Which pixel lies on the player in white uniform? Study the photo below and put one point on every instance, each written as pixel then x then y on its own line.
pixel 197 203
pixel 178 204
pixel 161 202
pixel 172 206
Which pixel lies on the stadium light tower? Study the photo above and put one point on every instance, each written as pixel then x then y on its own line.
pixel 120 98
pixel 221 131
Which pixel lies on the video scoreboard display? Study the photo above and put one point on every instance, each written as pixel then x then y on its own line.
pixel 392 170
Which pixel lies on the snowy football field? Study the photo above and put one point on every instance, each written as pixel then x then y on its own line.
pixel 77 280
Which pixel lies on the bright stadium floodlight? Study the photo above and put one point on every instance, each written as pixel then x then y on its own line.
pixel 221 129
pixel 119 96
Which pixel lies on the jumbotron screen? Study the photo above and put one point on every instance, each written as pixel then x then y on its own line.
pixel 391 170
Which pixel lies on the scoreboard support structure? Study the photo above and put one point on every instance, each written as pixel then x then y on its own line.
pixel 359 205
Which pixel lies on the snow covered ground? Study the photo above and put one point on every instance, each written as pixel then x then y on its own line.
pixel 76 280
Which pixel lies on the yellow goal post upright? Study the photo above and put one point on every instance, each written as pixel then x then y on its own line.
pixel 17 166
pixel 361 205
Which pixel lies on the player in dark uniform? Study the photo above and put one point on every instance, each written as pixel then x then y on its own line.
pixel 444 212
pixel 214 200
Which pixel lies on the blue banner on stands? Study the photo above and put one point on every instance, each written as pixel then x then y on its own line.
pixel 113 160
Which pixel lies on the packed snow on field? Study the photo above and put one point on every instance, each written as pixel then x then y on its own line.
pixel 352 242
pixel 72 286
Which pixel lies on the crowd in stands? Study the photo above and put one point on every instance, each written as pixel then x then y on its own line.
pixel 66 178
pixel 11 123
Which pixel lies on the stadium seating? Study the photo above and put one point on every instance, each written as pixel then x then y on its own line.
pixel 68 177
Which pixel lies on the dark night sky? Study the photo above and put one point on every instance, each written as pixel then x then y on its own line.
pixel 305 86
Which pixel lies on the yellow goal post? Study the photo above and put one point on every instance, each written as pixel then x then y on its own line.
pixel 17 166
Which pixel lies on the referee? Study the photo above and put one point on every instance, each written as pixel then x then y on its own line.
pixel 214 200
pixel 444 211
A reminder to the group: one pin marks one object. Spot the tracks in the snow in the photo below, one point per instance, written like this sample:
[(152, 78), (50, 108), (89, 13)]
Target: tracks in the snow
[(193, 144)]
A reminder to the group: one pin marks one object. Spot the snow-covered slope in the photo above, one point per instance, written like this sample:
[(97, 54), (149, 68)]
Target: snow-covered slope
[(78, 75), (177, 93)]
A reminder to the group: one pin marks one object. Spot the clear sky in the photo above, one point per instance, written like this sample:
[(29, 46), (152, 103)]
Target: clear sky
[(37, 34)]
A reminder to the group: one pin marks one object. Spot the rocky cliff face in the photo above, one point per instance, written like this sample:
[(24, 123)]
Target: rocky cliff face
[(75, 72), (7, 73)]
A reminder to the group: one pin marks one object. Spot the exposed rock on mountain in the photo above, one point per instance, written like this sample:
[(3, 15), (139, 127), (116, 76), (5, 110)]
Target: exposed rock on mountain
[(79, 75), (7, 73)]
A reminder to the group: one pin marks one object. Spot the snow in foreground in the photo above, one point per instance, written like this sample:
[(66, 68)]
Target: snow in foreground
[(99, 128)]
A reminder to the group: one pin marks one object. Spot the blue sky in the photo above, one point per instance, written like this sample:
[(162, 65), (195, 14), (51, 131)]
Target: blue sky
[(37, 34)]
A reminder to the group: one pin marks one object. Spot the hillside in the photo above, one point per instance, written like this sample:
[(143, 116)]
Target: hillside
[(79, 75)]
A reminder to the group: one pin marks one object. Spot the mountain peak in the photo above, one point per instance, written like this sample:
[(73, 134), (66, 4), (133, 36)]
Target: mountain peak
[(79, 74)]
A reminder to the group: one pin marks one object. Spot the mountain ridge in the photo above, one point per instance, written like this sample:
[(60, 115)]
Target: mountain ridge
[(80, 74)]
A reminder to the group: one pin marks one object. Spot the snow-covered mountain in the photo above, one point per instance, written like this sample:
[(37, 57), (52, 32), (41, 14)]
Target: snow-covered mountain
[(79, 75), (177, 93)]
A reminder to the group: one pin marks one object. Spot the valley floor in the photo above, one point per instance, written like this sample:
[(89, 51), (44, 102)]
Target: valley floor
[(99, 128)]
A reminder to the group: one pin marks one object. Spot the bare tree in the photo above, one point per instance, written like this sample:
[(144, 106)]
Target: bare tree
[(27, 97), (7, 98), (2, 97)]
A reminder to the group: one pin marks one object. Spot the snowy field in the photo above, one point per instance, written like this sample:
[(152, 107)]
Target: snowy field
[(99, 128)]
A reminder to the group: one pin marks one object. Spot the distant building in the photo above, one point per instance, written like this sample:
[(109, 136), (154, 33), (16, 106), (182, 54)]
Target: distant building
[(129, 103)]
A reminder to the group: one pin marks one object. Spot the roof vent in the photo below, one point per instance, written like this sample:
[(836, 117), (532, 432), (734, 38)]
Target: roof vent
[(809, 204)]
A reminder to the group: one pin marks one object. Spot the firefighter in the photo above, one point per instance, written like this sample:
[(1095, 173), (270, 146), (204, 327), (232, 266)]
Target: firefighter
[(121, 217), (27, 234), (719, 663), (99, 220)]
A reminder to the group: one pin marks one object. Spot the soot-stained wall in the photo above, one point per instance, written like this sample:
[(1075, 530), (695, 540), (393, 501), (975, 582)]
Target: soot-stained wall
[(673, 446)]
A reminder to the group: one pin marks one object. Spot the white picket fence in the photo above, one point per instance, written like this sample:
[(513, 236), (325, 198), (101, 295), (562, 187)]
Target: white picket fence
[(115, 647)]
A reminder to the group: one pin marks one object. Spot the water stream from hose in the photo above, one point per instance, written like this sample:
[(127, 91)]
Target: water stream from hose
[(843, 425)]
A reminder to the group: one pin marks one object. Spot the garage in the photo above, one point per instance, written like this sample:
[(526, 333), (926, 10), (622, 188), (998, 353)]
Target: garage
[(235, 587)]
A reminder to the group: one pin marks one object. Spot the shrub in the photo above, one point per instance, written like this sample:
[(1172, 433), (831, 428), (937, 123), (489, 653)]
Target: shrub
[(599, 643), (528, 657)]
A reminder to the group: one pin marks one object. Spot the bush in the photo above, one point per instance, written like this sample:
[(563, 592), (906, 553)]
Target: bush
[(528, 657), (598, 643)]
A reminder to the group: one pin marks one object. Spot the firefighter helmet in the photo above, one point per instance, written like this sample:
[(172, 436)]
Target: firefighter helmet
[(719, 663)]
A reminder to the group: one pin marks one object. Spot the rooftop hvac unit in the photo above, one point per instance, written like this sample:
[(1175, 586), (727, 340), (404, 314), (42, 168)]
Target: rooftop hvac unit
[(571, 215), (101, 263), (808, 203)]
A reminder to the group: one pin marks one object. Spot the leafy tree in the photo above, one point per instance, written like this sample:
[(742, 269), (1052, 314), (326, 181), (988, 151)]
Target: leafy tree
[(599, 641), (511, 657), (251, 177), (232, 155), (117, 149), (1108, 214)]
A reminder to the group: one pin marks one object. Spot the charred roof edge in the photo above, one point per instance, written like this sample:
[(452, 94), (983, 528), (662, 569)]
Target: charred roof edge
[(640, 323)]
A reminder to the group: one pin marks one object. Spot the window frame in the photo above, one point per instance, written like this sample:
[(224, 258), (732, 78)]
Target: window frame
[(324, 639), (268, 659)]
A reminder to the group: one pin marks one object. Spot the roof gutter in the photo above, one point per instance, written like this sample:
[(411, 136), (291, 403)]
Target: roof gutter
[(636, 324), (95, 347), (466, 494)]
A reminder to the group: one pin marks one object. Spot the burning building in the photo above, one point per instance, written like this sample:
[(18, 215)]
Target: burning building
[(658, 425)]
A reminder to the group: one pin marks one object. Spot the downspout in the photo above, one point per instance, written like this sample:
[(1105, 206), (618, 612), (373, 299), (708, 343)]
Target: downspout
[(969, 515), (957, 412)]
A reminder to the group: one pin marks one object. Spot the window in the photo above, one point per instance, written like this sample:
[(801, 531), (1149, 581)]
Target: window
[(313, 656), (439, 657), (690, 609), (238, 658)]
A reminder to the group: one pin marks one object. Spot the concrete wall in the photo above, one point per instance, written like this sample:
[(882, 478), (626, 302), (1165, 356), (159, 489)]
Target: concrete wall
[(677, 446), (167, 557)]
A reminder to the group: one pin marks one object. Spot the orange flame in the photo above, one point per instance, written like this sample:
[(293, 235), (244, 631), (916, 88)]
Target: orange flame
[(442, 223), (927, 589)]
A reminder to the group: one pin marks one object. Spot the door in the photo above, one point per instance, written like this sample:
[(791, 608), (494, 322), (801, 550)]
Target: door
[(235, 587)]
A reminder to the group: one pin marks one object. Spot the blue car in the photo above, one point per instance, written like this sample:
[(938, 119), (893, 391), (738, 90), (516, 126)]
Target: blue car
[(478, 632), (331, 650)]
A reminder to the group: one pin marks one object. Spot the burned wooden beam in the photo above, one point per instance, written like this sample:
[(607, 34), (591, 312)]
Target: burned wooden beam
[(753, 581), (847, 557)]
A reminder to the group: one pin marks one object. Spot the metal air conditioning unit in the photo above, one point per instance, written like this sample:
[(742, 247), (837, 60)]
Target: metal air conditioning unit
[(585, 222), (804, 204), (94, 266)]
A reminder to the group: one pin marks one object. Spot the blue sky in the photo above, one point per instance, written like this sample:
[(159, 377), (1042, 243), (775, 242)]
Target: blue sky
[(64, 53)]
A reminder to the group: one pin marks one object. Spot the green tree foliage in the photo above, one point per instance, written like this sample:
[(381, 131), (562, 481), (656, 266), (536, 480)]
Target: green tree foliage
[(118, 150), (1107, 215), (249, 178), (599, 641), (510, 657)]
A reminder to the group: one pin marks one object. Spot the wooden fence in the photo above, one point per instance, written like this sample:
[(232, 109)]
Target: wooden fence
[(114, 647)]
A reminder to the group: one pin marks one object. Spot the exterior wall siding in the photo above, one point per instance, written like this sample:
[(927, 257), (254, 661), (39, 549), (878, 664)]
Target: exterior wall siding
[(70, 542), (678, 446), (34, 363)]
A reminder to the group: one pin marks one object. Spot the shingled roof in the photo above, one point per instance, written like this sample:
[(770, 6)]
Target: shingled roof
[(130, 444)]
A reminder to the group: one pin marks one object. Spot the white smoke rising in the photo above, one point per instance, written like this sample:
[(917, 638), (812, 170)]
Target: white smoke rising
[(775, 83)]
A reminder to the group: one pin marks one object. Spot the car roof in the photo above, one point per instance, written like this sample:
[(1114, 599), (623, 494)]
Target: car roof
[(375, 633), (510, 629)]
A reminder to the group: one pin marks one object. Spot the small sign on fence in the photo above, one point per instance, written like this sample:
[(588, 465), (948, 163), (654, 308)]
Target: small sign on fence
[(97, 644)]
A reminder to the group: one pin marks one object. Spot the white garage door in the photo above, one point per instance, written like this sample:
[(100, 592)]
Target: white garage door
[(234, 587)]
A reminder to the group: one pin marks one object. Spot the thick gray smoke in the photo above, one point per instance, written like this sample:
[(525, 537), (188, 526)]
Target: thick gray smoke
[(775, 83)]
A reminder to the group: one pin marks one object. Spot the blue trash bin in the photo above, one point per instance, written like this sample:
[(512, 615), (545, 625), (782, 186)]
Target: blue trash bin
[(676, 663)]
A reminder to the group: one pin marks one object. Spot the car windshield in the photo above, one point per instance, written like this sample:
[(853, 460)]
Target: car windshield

**WHAT YOU WILL DO**
Take the line that contains "Target: wooden fence" and each line after it through the end of the records, and repeat them all exactly. Nothing else.

**RESULT OF THE TASK**
Target: wooden fence
[(114, 647)]
A reminder to the group: one pin marks one object. Spot the exterior wall siding in the photo above, one point per instance, written like this sample:
[(927, 257), (254, 661), (39, 549), (878, 664)]
Target: exterior wall siding
[(70, 542), (678, 446), (34, 363)]
A reminder to the group: one pin marks one object. Spot the shingled roof in the photo above, one point per instance, written like this sample:
[(770, 6)]
Target: shingled roof
[(130, 444)]
A reminder to the group: one pin marks one object. Spot the white smoke rising in the photo above, one point per instance, written like this sample:
[(917, 638), (812, 170)]
Target: white smoke rising
[(775, 83)]
A reminder to the group: one pin marks one object. Spot the car roof in the photo above, one point per instance, written like this sample:
[(1114, 599), (623, 494)]
Target: car roof
[(375, 633), (510, 629)]
A reminder to the group: one pin marks one object. Spot the small sign on fence in the photo above, one point per instance, written like this sample:
[(588, 465), (948, 163), (654, 308)]
Target: small sign on fence
[(97, 644)]
A reminder to the group: one pin marks one object. Spot the white garage door in the photo above, one point per instance, written like this sample:
[(100, 592)]
Target: white garage door
[(234, 587)]
A reminder to the group: one pin marks one object. Spot the thick gray smoke in the photo above, one point per instance, written like this sample:
[(525, 537), (188, 526)]
Target: thick gray smoke
[(775, 83)]
A reminder to the group: one pin marks one object. Spot the blue trash bin in the photo above, one point per instance, written like this sample:
[(512, 615), (545, 625), (782, 186)]
Target: blue trash bin
[(676, 663)]
A reminder to the group: one pin marks one object. Spot the car windshield in the photo above, one point per instance, written like this sample:
[(853, 460)]
Target: car windshield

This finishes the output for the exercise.